## DIRECTIONS FOR THIS TASK
Reproduce every entry exactly, without alteration.

..........

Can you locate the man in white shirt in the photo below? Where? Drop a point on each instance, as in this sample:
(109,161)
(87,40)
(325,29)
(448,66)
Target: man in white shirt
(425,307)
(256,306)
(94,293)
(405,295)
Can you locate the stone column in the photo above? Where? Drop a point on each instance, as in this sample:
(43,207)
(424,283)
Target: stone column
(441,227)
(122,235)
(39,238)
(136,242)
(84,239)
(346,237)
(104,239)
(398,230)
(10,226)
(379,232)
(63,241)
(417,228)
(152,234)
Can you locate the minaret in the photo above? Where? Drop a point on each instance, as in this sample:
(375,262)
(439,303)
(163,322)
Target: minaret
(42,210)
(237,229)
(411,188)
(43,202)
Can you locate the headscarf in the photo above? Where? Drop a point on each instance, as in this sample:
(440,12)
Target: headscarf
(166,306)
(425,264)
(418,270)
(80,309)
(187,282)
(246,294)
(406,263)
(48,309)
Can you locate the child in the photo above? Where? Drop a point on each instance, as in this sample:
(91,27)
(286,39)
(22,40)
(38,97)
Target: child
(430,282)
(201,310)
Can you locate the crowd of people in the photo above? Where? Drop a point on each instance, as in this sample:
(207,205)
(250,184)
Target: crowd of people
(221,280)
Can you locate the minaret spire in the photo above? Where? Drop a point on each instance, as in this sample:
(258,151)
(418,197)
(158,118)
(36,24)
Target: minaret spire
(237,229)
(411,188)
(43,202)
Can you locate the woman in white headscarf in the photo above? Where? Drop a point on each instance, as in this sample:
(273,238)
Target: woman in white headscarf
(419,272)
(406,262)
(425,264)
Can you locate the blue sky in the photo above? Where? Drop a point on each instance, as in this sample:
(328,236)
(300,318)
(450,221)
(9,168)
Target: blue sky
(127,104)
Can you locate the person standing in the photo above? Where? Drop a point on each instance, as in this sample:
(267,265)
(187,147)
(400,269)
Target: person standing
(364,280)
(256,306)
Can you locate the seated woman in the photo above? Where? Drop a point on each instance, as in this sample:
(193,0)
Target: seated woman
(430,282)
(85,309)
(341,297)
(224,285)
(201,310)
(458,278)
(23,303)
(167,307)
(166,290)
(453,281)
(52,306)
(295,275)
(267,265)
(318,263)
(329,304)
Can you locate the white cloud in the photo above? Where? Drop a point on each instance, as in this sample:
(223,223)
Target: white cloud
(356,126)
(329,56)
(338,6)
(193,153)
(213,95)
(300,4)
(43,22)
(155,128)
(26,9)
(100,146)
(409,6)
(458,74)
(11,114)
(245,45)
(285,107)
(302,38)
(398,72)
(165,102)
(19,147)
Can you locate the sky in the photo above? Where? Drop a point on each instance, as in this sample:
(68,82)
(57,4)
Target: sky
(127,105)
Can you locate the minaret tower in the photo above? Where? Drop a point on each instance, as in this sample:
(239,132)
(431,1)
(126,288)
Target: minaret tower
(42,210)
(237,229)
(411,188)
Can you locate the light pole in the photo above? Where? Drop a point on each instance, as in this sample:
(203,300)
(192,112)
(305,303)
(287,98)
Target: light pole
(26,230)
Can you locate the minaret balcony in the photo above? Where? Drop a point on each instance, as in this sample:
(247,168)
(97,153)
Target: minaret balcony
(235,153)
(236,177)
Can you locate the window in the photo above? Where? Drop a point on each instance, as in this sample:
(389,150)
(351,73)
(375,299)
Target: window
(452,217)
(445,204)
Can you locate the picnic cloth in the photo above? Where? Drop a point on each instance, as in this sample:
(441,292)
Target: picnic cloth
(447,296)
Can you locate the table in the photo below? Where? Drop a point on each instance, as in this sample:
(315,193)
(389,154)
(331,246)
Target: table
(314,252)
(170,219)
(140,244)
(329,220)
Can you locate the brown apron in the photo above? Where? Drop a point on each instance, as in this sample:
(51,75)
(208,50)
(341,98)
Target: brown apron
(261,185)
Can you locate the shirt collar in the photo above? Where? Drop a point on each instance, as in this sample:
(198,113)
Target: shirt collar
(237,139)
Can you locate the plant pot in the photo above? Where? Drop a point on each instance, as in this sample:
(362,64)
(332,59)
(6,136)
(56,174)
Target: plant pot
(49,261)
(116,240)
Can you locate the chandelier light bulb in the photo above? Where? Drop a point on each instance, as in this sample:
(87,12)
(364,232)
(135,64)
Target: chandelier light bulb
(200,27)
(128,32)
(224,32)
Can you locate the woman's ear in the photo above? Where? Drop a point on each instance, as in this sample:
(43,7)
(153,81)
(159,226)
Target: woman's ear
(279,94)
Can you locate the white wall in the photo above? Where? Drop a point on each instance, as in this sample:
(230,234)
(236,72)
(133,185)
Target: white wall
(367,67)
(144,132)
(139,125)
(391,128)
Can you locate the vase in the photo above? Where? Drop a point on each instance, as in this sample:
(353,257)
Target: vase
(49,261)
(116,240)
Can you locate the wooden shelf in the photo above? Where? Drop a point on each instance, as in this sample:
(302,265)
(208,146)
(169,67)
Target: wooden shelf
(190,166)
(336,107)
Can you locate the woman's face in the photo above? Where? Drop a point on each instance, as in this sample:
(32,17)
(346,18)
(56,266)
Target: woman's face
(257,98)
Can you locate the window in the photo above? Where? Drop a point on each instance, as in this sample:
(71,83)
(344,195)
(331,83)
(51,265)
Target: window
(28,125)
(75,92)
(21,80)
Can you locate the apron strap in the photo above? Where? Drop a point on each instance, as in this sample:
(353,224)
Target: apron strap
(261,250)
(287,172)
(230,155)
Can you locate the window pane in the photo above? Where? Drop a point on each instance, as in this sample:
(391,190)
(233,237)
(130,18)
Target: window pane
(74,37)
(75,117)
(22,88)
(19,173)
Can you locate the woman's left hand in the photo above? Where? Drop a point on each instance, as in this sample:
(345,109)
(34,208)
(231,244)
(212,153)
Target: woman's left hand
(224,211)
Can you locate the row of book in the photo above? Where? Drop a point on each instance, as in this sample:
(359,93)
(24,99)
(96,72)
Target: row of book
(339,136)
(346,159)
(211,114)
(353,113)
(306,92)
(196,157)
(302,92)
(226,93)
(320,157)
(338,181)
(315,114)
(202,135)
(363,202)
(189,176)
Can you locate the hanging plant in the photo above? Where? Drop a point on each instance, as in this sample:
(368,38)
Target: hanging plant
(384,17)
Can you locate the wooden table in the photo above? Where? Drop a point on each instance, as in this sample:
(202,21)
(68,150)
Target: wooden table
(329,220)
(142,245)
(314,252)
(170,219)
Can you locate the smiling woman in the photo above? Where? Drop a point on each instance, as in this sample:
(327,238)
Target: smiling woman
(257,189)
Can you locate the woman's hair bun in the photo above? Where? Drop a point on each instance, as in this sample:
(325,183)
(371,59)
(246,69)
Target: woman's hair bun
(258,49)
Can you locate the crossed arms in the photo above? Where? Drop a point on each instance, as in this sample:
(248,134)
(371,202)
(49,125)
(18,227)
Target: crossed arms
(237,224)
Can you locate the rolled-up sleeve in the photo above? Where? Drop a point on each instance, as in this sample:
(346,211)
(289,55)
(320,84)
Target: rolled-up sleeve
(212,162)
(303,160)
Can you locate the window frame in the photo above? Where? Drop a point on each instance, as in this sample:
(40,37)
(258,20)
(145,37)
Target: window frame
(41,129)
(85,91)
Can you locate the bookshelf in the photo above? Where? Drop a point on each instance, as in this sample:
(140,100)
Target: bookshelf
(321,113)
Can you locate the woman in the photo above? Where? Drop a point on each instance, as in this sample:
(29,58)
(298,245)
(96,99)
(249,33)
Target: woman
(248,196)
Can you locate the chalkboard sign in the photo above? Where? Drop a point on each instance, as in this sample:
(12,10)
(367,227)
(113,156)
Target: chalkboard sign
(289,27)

..........

## RESULT OF THIS TASK
Can you locate the man in white shirt in the photo below? Where? Drop a point on each instance, as in this sample:
(109,161)
(87,40)
(325,29)
(448,66)
Target: man in white shirt
(425,307)
(256,306)
(94,293)
(405,295)
Can you locate the stone column in the photo above? Where? Drop a point on each instance, as in this sample:
(43,207)
(424,283)
Target: stone column
(441,227)
(122,235)
(39,238)
(136,242)
(84,239)
(346,237)
(104,239)
(398,230)
(10,226)
(379,232)
(63,241)
(417,228)
(152,234)
Can you locate the minaret in the photo above? Where? Drop a point on each instance, as in this sample:
(375,262)
(439,303)
(163,322)
Target: minaret
(42,210)
(237,229)
(411,188)
(43,202)
Can you locate the headscarf in the photo above? Where? Drop a point on each instance, as in this sample:
(440,12)
Target: headscarf
(166,306)
(425,264)
(418,270)
(80,309)
(187,282)
(246,294)
(406,263)
(48,309)
Can you locate the child in the photo above? Where? Drop a point on each instance, as in this sample:
(91,27)
(286,39)
(22,40)
(38,97)
Target: child
(430,282)
(201,310)
Can you locate the crowd of people in the photo above? Where? Drop a point on each instance, as in this sample:
(207,205)
(250,184)
Target: crowd of people
(221,280)
Can you locate the minaret spire in the photo above? Where? Drop a point on each instance, as in this sample:
(258,151)
(418,197)
(158,118)
(36,24)
Target: minaret spire
(237,229)
(411,188)
(43,202)
Can you locate the woman in white headscarf in the photo above? Where? Drop a point on each instance, as in this sample:
(273,238)
Target: woman in white headscarf
(419,272)
(406,262)
(425,264)
Can you locate the blue sky in the photo above? Where? Drop a point on each instance, as in this sample:
(328,236)
(300,318)
(450,221)
(9,168)
Target: blue sky
(127,104)
Can you locate the person standing in the photo above? Where? Drop a point on each instance, as in this sample:
(267,265)
(187,147)
(400,269)
Target: person standing
(364,280)
(256,306)
Can you locate the seated woman in the photo above? Where? Drop a point on each instance, as in this sample:
(193,0)
Target: seated woman
(430,282)
(85,309)
(341,297)
(224,285)
(201,310)
(458,278)
(23,303)
(167,307)
(166,290)
(453,281)
(52,306)
(295,275)
(267,265)
(318,263)
(329,304)
Can you locate the white cloud in the photo above? Where? Drop a point on each instance, as in this sample:
(223,223)
Target: white cloud
(356,126)
(329,56)
(338,6)
(193,153)
(213,95)
(300,4)
(43,22)
(155,128)
(26,9)
(100,146)
(409,6)
(458,74)
(11,114)
(245,45)
(285,107)
(302,38)
(398,72)
(165,102)
(19,147)
Can you locate the sky in the photo above? Where? Drop a point on each instance, as in this sample:
(68,82)
(57,4)
Target: sky
(127,105)
Can you locate the minaret tower in the photo above? Where? Drop a point on each instance, as in this sample:
(239,132)
(431,1)
(126,288)
Target: minaret tower
(42,210)
(237,229)
(411,188)
Can you locate the light pole in the photo above? Where? Drop a point on each instance, as in this sample:
(203,300)
(192,112)
(305,303)
(287,98)
Target: light pole
(26,230)
Can you locate the minaret balcony in the photo above? Where? Drop a point on each instance, as in this sample:
(247,168)
(97,153)
Target: minaret balcony
(235,153)
(236,177)
Can you locate the window in the photo above? Where? Drop a point on each instance, as in this sample:
(389,150)
(351,73)
(375,299)
Target: window
(452,217)
(445,204)
Can you locate the picnic cloth in the photo above? Where? Drop a point on each instance, as in this sample:
(441,292)
Target: picnic cloth
(447,296)
Can you locate the table in the photo below? Where? Drop a point on each instance, as in this sample:
(315,193)
(389,154)
(331,246)
Target: table
(314,252)
(170,219)
(140,244)
(329,220)
Can you locate the brown apron in the photo above? Where? Drop a point on each instance, as in this sample:
(51,75)
(208,50)
(341,98)
Target: brown apron
(261,185)
Can you locate the shirt collar in the photo above? Where? Drop a point on each instance, as in this sample:
(198,113)
Target: shirt collar
(237,139)
Can you locate the plant pot in the photo above? Where? Drop a point on each instance, as in this sample:
(362,64)
(332,59)
(6,136)
(56,174)
Target: plant pot
(49,261)
(116,240)
Can you locate the chandelier light bulb in the photo above? Where? Drop a point on each instance, as in this sample:
(87,12)
(364,232)
(135,64)
Target: chandelier light bulb
(200,27)
(128,32)
(224,32)
Can you locate the woman's ear in the photo above? Where? Drop a point on each instance, as in this sample:
(43,7)
(153,81)
(159,226)
Target: woman's ear
(279,94)
Can you locate the white wall in the photo above? Where? Drop a point on each instance, as in this sample:
(230,234)
(236,72)
(133,185)
Target: white wall
(367,67)
(144,132)
(139,125)
(391,128)
Can you locate the vase in the photo above? Where? Drop a point on each instance, as in this sample:
(353,257)
Target: vase
(49,261)
(116,240)
Can you locate the wooden shelf in the photo above? Where? Drop a point on each instance, as in this sample:
(302,265)
(208,146)
(169,67)
Target: wooden shelf
(190,166)
(336,107)
Can you locate the woman's face in the photo above? Where? Drop a point on each instance, as in this sample:
(32,17)
(346,18)
(56,266)
Target: woman's face
(257,98)
Can you locate the window in the photo above? Where? Drop a point on each instance, as in this sample:
(71,83)
(344,195)
(331,83)
(51,265)
Target: window
(28,125)
(75,92)
(21,80)
Can you locate the apron strap in the photo above? Where? Drop a point on each instance, as in this sample:
(353,224)
Target: apron strap
(261,250)
(287,172)
(230,155)
Can you locate the window pane in the photo above? Where? Drop a point on each instance, as in this sample:
(391,190)
(233,237)
(130,18)
Target: window pane
(74,37)
(75,117)
(22,88)
(19,173)
Can you locate the woman's left hand in the photo above? Where? Drop a point on each instance, as in this sample:
(345,109)
(34,208)
(231,244)
(212,153)
Target: woman's left hand
(224,211)
Can you locate the row of book in the photo above? Where? Drop a point on each instance, as in this sample:
(359,93)
(24,99)
(96,72)
Target: row of book
(339,136)
(346,159)
(211,114)
(353,113)
(306,92)
(196,157)
(302,92)
(226,93)
(320,157)
(338,181)
(315,114)
(202,135)
(363,202)
(189,176)
Can you locate the hanging plant in the photo above? Where? Drop a point on each instance, as in this sample:
(368,38)
Target: hanging plant
(384,17)
Can you locate the wooden table in the photo above? Where? Drop a point on each instance, as in this sample:
(202,21)
(68,150)
Target: wooden table
(329,220)
(142,245)
(314,252)
(170,219)
Can you locate the smiling woman in the photo above? Where? Drop a point on each instance, as in this sample:
(327,238)
Target: smiling woman
(257,189)
Can you locate the woman's hair bun in the photo above? Where? Drop a point on each instance, as in this sample:
(325,183)
(371,59)
(246,69)
Target: woman's hair bun
(258,49)
Can you locate the crossed arms in the photo above? Where? Drop a point on each instance, as in this sample:
(248,134)
(371,202)
(49,125)
(18,227)
Target: crossed arms
(237,224)
Can you locate the rolled-up sleeve in the photo above? Where? Drop a point on each instance, as in this sample:
(346,211)
(289,55)
(320,84)
Target: rolled-up sleeve
(212,162)
(303,160)
Can you locate the window frame in the photo above? Where? Drop a point on each instance, as in this sample:
(40,37)
(258,20)
(145,37)
Target: window frame
(41,129)
(85,91)
Can you locate the bookshelf in the photo above? Where? Drop a point on each instance, as in this sample:
(140,100)
Target: bookshelf
(321,113)
Can you locate the woman in the photo above? Where? Drop a point on each instance, as in this sample:
(29,58)
(298,245)
(96,99)
(249,33)
Target: woman
(248,196)
Can you locate the chalkboard sign in the photo above? Where? Drop a point on each instance, as in this sample:
(12,10)
(367,227)
(113,156)
Target: chalkboard sign
(289,27)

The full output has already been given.